▶ Directions: Reproduce the entire passage below on kidney cancer, emotional well-being, and nutrition, word for word.

▶ Selected text:

A kidney cancer diagnosis can affect mental health and emotional well-being for patients but also for caregivers, clinicians, and anyone impacted by it. Many feelings can accompany a kidney cancer diagnosis, which may contribute to anxiety or depression or they may exacerbate an existing mental health condition.
Stress, both physical and mental, may also alter some things in the body like immune function, which could affect how well someone responds to treatment.
Let your health care team know about your feelings and concerns so they can refer you to mental health providers or counselors. Supportive emotional and mental health care can be a great help for anyone struggling to cope with kidney cancer.
A healthy diet and good nutrition are essential for kidney cancer patients to maintain strength, prevent body tissues from breaking down, prevent infection, and promote tissue regeneration, especially while undergoing therapy.
There is limited evidence on what kinds of diets or foods may prevent cancer, prevent cancer progression or recurrence, or help treatments work better. There is significant evidence to suggest a causal relationship between obesity and cancer and excessive sugar consumption and cancer. Some studies do suggest that a high-protein diet may be linked to kidney cancer and kidney disease. You should discuss any changes or restrictions to your diet with your doctor.
Dietary and nutrition needs may change over the course of kidney cancer depending on stage, type of treatment, response, or other factors. A nutritionist or dietician trained in cancer care may be able to help advise patients how to best support optimal health through diet.

▶ Records shown:
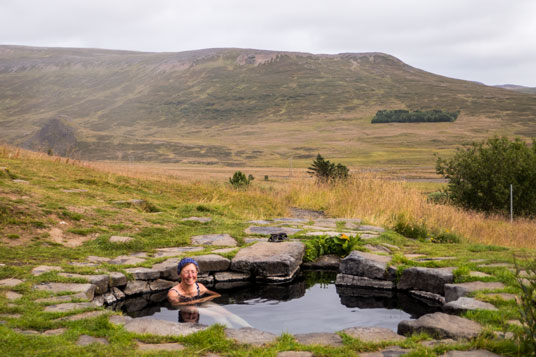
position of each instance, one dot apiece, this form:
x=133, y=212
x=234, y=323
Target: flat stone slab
x=426, y=279
x=69, y=306
x=251, y=336
x=85, y=340
x=42, y=269
x=212, y=263
x=141, y=273
x=159, y=346
x=319, y=338
x=464, y=304
x=87, y=289
x=363, y=282
x=198, y=219
x=214, y=240
x=441, y=325
x=472, y=353
x=120, y=239
x=162, y=327
x=266, y=259
x=367, y=265
x=373, y=334
x=10, y=282
x=456, y=291
x=267, y=230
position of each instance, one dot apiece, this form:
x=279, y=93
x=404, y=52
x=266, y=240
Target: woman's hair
x=184, y=262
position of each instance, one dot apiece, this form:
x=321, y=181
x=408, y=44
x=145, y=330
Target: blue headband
x=184, y=262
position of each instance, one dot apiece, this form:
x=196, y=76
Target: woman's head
x=187, y=270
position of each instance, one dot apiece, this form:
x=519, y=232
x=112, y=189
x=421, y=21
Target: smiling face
x=189, y=274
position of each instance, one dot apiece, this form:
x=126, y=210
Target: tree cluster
x=405, y=116
x=326, y=171
x=480, y=175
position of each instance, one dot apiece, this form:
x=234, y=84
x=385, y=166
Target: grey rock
x=269, y=259
x=267, y=230
x=373, y=334
x=319, y=338
x=214, y=240
x=87, y=289
x=426, y=279
x=85, y=340
x=117, y=279
x=228, y=276
x=441, y=325
x=159, y=346
x=120, y=239
x=141, y=273
x=162, y=327
x=249, y=335
x=367, y=265
x=175, y=251
x=362, y=282
x=160, y=284
x=69, y=306
x=136, y=287
x=198, y=219
x=455, y=291
x=465, y=304
x=212, y=263
x=10, y=282
x=101, y=281
x=324, y=262
x=11, y=295
x=42, y=269
x=168, y=269
x=472, y=353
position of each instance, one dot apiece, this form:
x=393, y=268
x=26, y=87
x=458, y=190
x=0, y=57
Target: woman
x=189, y=291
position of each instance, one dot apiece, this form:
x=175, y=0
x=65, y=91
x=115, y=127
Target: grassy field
x=43, y=221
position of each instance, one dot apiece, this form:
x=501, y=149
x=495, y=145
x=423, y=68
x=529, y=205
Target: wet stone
x=42, y=269
x=214, y=240
x=249, y=335
x=319, y=338
x=10, y=282
x=85, y=340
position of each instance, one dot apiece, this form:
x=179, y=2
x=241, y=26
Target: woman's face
x=189, y=274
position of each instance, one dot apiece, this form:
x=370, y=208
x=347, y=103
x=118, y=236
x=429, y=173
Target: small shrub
x=340, y=245
x=527, y=305
x=239, y=179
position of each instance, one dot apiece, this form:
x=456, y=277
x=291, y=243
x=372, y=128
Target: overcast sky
x=490, y=41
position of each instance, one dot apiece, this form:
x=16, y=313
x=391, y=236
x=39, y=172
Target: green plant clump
x=480, y=175
x=405, y=116
x=239, y=179
x=340, y=246
x=326, y=171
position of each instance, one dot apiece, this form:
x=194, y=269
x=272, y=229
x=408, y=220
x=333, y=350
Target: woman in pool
x=189, y=291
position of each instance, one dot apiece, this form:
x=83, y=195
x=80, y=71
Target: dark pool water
x=312, y=303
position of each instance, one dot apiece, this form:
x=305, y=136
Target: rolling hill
x=240, y=107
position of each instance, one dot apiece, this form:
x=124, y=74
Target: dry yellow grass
x=366, y=195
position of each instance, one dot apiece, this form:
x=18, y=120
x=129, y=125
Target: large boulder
x=367, y=265
x=265, y=259
x=455, y=291
x=427, y=279
x=441, y=325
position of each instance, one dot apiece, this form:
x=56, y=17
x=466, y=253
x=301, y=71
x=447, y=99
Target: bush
x=240, y=180
x=318, y=246
x=326, y=171
x=480, y=175
x=527, y=306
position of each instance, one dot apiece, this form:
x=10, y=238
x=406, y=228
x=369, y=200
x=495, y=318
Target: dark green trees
x=326, y=171
x=480, y=175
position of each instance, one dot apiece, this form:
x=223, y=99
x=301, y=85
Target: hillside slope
x=238, y=106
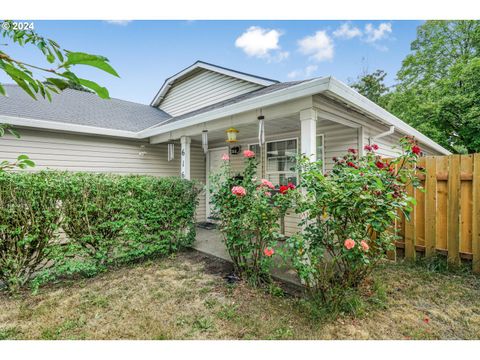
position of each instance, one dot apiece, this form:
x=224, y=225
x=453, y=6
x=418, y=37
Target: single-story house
x=320, y=117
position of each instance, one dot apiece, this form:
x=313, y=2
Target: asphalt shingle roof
x=81, y=108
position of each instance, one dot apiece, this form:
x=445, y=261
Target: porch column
x=308, y=133
x=185, y=157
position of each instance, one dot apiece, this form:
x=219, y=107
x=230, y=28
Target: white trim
x=304, y=89
x=352, y=97
x=265, y=158
x=201, y=65
x=65, y=127
x=361, y=141
x=323, y=150
x=207, y=185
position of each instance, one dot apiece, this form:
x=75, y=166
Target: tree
x=59, y=74
x=438, y=84
x=372, y=85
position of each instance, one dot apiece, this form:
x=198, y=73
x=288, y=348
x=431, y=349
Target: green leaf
x=100, y=62
x=59, y=83
x=24, y=86
x=99, y=90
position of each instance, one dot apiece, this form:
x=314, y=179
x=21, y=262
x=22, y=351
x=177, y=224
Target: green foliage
x=347, y=218
x=438, y=88
x=30, y=218
x=107, y=219
x=59, y=70
x=372, y=85
x=249, y=220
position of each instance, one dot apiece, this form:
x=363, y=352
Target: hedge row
x=56, y=224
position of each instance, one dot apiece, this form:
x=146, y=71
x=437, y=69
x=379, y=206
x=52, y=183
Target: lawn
x=186, y=297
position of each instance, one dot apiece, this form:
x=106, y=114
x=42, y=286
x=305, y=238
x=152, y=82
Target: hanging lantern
x=171, y=151
x=261, y=130
x=232, y=135
x=205, y=141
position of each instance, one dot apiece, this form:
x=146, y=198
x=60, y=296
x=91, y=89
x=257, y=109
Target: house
x=321, y=118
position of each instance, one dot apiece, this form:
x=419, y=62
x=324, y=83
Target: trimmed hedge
x=56, y=224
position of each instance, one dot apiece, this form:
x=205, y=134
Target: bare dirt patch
x=186, y=297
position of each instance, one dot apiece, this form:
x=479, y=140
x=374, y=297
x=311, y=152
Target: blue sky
x=144, y=53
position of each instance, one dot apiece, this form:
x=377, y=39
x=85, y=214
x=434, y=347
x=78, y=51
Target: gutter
x=386, y=133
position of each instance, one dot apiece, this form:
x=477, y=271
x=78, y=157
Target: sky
x=145, y=53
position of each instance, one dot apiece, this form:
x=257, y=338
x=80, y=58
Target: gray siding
x=71, y=152
x=201, y=89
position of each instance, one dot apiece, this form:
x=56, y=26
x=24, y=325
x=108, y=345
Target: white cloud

▶ Exercise solution:
A kidney cancer diagnosis can affect mental health and emotional well-being for patients but also for caregivers, clinicians, and anyone impacted by it. Many feelings can accompany a kidney cancer diagnosis, which may contribute to anxiety or depression or they may exacerbate an existing mental health condition.
Stress, both physical and mental, may also alter some things in the body like immune function, which could affect how well someone responds to treatment.
Let your health care team know about your feelings and concerns so they can refer you to mental health providers or counselors. Supportive emotional and mental health care can be a great help for anyone struggling to cope with kidney cancer.
A healthy diet and good nutrition are essential for kidney cancer patients to maintain strength, prevent body tissues from breaking down, prevent infection, and promote tissue regeneration, especially while undergoing therapy.
There is limited evidence on what kinds of diets or foods may prevent cancer, prevent cancer progression or recurrence, or help treatments work better. There is significant evidence to suggest a causal relationship between obesity and cancer and excessive sugar consumption and cancer. Some studies do suggest that a high-protein diet may be linked to kidney cancer and kidney disease. You should discuss any changes or restrictions to your diet with your doctor.
Dietary and nutrition needs may change over the course of kidney cancer depending on stage, type of treatment, response, or other factors. A nutritionist or dietician trained in cancer care may be able to help advise patients how to best support optimal health through diet.